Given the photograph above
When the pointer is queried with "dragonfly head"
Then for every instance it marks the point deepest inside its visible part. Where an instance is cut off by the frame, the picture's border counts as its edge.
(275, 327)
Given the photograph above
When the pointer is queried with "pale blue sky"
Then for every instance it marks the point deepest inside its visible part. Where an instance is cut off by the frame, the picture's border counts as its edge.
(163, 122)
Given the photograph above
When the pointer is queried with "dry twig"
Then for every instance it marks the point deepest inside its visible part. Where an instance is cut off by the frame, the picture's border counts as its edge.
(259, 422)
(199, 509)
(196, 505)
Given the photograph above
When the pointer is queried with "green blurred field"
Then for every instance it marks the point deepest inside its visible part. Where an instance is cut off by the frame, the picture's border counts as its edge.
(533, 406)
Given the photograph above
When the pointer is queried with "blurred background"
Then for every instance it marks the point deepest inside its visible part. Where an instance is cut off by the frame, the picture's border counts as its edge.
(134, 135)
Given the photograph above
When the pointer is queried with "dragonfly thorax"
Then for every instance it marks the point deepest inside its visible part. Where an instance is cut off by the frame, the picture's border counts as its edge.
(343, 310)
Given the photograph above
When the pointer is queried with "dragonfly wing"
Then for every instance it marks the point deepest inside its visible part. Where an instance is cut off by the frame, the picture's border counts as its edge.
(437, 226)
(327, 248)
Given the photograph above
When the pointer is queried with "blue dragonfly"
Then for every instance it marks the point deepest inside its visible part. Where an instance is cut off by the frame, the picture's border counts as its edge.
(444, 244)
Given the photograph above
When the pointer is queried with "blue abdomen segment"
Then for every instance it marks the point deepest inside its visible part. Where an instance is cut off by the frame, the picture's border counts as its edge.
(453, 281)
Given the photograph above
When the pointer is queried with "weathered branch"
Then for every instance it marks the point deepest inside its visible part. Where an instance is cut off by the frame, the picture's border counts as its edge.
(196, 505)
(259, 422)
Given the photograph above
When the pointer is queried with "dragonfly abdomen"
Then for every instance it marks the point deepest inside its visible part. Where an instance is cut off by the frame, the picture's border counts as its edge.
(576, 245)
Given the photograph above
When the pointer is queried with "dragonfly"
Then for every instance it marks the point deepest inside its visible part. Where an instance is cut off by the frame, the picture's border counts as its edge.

## GOAL:
Count the lines in the records above that contain the string "queried", treating the match as case-sensitive. Report only the number.

## SOLUTION TO THE EXERCISE:
12